## WHAT YOU ARE ASKED TO DO
Go through the entries below and tally the lines holding "snow"; please reply with the number only.

## DATA SHOWN
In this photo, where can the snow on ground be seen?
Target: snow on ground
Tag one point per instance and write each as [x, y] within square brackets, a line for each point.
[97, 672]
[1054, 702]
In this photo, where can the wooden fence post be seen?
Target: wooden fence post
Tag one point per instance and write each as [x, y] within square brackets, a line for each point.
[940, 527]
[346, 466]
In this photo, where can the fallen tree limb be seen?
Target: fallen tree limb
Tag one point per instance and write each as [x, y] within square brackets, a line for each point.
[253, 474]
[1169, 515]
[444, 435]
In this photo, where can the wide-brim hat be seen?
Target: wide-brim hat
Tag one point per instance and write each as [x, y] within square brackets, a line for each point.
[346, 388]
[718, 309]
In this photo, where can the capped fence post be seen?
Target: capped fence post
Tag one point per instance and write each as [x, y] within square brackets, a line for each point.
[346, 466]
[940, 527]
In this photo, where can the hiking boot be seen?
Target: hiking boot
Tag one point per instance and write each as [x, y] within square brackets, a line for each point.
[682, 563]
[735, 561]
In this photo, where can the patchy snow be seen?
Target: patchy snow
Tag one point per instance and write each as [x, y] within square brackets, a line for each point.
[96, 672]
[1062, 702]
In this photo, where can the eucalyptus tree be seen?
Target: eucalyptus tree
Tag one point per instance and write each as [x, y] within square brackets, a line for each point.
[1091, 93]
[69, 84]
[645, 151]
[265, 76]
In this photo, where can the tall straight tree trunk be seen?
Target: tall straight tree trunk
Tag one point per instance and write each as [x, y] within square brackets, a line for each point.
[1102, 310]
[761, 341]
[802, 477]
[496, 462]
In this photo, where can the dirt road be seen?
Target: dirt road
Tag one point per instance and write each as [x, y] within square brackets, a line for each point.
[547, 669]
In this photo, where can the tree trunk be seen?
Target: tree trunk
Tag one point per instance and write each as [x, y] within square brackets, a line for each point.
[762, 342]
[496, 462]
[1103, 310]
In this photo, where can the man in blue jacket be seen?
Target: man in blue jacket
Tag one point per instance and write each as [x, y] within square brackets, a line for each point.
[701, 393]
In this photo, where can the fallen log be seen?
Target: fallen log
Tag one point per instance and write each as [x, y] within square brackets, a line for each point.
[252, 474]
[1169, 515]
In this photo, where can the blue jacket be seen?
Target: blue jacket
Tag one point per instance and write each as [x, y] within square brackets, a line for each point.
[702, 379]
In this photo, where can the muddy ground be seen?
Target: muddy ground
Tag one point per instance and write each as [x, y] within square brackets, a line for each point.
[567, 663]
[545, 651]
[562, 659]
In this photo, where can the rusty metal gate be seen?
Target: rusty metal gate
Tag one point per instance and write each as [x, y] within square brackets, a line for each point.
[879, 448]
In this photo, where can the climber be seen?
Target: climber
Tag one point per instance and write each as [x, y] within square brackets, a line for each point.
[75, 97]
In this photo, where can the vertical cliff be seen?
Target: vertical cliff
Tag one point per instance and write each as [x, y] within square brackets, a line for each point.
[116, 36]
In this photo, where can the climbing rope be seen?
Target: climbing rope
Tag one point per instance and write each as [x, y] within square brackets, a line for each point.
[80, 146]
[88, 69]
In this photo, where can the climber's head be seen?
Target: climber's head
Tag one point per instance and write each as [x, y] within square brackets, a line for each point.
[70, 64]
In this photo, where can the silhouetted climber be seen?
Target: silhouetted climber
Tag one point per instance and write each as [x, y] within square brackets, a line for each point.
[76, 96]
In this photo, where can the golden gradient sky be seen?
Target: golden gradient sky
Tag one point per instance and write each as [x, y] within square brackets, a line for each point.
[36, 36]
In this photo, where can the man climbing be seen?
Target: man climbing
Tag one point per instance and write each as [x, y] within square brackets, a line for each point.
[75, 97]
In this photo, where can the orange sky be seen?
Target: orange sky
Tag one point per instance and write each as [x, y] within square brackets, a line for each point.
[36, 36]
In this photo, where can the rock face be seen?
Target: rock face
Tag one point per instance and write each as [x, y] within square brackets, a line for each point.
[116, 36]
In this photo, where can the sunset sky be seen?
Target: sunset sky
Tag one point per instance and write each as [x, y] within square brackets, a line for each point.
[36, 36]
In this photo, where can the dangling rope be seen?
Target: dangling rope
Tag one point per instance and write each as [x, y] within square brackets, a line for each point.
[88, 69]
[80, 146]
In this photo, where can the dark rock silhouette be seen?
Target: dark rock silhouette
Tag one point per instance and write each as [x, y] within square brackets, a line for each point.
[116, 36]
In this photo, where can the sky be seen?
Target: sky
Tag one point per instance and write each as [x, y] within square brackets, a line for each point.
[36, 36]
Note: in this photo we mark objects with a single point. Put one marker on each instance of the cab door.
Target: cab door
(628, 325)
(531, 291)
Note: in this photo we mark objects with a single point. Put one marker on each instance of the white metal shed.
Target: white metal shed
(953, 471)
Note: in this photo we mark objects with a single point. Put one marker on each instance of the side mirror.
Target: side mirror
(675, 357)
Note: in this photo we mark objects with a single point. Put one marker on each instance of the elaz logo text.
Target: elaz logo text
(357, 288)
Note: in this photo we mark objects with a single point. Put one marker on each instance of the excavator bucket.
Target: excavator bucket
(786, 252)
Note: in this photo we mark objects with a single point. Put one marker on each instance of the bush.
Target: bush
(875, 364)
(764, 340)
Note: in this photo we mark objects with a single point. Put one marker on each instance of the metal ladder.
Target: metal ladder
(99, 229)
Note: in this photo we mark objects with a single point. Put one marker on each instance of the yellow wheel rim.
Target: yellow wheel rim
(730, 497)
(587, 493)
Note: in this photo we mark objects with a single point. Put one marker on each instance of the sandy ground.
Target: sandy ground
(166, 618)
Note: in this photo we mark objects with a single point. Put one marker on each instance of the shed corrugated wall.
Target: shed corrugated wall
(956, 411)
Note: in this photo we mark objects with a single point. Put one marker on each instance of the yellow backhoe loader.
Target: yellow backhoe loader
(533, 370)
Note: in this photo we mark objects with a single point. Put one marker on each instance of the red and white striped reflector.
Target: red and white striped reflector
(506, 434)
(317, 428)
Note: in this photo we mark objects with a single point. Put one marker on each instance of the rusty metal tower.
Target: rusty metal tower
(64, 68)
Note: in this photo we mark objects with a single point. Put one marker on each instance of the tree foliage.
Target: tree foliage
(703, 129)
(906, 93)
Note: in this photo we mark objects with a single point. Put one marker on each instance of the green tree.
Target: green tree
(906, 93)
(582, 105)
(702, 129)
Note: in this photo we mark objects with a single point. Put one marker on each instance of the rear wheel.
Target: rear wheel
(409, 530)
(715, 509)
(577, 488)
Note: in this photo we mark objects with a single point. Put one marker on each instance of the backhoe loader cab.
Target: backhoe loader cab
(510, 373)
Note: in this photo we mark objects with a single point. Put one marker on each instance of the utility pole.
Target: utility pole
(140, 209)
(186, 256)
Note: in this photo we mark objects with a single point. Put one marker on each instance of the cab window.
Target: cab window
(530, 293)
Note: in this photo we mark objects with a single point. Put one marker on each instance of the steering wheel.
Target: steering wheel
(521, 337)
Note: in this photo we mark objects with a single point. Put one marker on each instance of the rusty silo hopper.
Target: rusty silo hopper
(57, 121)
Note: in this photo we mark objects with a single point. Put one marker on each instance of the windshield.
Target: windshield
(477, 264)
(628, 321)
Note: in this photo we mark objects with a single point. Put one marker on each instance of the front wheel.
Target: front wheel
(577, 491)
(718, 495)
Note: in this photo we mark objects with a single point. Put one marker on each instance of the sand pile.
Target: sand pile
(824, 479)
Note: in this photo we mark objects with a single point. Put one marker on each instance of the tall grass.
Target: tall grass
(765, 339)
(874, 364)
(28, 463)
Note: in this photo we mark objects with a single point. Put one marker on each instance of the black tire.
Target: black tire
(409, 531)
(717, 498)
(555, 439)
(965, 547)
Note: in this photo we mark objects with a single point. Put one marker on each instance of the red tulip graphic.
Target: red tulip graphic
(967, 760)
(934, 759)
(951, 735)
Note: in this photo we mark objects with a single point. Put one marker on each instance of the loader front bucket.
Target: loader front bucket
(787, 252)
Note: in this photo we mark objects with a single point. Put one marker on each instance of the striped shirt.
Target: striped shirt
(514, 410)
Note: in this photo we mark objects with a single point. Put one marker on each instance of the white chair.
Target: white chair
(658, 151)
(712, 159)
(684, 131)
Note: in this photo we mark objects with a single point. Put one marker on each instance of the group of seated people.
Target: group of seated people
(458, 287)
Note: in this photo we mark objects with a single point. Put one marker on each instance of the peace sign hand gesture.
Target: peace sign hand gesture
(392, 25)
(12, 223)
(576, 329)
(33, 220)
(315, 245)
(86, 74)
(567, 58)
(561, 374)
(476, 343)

## EXERCISE RESPONSE
4